Reproduza na íntegra o texto sobre o passeio pela aldeia na Grécia, sem qualquer alteração.

TEXTO APRESENTADO
┄┄┄┄┄┄┄┄┄┄┄┄┄┄┄┄┄┄┄┄
Trabalhámos um bocadinho de manhã, discutindo projetos entre muitas gargalhadas e olhando as montanhas em frente, ao longe, e antes delas os campos verdes. O campo. Não era eu, capaz de viver no campo, já se sabe. O rural interessa-me como objeto de estudo sobretudo, como local de visitas temporárias e também, ainda agora o escrevi, como lugar de memórias de que faz parte o cheiro, o reconhecimento desta mistura de lenha que arde nas lareiras, ar frio e erva ou qualquer coisa vegetal. É assim para muita gente, suponho. Depois do trabalho passeámos pela aldeia, não muito grande, cheia de gatos como todos os lugares na Grécia, algumas casas em ruínas e igrejas. Há umas ruínas de um antigo castelo, alguns grafitis bem bonitos nas paredes que representam a aldeia e a vida rural. Há muitas casas brancas, salpicadas ali e aqui de pedra, flores e abelhas. Não se vê muita gente na aldeia, excepto na pequena taverna, que tem à entrada uma latada, como têm muitas nas aldeias na Grécia e em Portugal. Como tinha a casa da minha avó Berta também. Uma latada que, de verão e de inverno, mas especialmente no verão estava carregada de moscas e pequenos cachos de uvas que haveriam de amadurecer lá mais para o fim de setembro, mal se anunciava o outono. As aldeias são também isto, ou eram, os lugares onde as estações do ano têm mais sentido do que em qualquer outro lugar. Especialmente quando há agricultura, coisa que vai escasseando nas áreas rurais portuguesas, mas que na Grécia ainda tem bastante expressão.
┄┄┄┄┄┄┄┄┄┄┄┄┄┄┄┄┄┄┄┄
DADOS FORNECIDOS

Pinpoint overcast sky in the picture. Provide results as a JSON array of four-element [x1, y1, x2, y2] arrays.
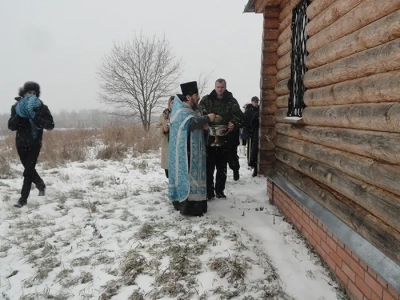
[[0, 0, 262, 113]]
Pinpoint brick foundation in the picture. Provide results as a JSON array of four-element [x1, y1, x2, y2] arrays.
[[267, 178, 400, 300]]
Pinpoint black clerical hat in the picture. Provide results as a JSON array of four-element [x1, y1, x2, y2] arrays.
[[181, 81, 199, 96]]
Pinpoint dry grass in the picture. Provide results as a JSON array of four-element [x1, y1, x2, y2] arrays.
[[0, 126, 160, 166]]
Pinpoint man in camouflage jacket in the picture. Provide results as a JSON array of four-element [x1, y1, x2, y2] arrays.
[[199, 79, 244, 200]]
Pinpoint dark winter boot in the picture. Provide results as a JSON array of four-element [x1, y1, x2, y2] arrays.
[[215, 192, 226, 199], [14, 198, 27, 208]]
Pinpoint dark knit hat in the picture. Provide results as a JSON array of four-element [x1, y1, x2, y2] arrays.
[[181, 81, 199, 96], [18, 81, 40, 97]]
┄┄┄┄┄┄┄┄┄┄┄┄┄┄┄┄┄┄┄┄
EXERCÍCIO RESOLVIDO
Trabalhámos um bocadinho de manhã, discutindo projetos entre muitas gargalhadas e olhando as montanhas em frente, ao longe, e antes delas os campos verdes. O campo. Não era eu, capaz de viver no campo, já se sabe. O rural interessa-me como objeto de estudo sobretudo, como local de visitas temporárias e também, ainda agora o escrevi, como lugar de memórias de que faz parte o cheiro, o reconhecimento desta mistura de lenha que arde nas lareiras, ar frio e erva ou qualquer coisa vegetal. É assim para muita gente, suponho. Depois do trabalho passeámos pela aldeia, não muito grande, cheia de gatos como todos os lugares na Grécia, algumas casas em ruínas e igrejas. Há umas ruínas de um antigo castelo, alguns grafitis bem bonitos nas paredes que representam a aldeia e a vida rural. Há muitas casas brancas, salpicadas ali e aqui de pedra, flores e abelhas. Não se vê muita gente na aldeia, excepto na pequena taverna, que tem à entrada uma latada, como têm muitas nas aldeias na Grécia e em Portugal. Como tinha a casa da minha avó Berta também. Uma latada que, de verão e de inverno, mas especialmente no verão estava carregada de moscas e pequenos cachos de uvas que haveriam de amadurecer lá mais para o fim de setembro, mal se anunciava o outono. As aldeias são também isto, ou eram, os lugares onde as estações do ano têm mais sentido do que em qualquer outro lugar. Especialmente quando há agricultura, coisa que vai escasseando nas áreas rurais portuguesas, mas que na Grécia ainda tem bastante expressão.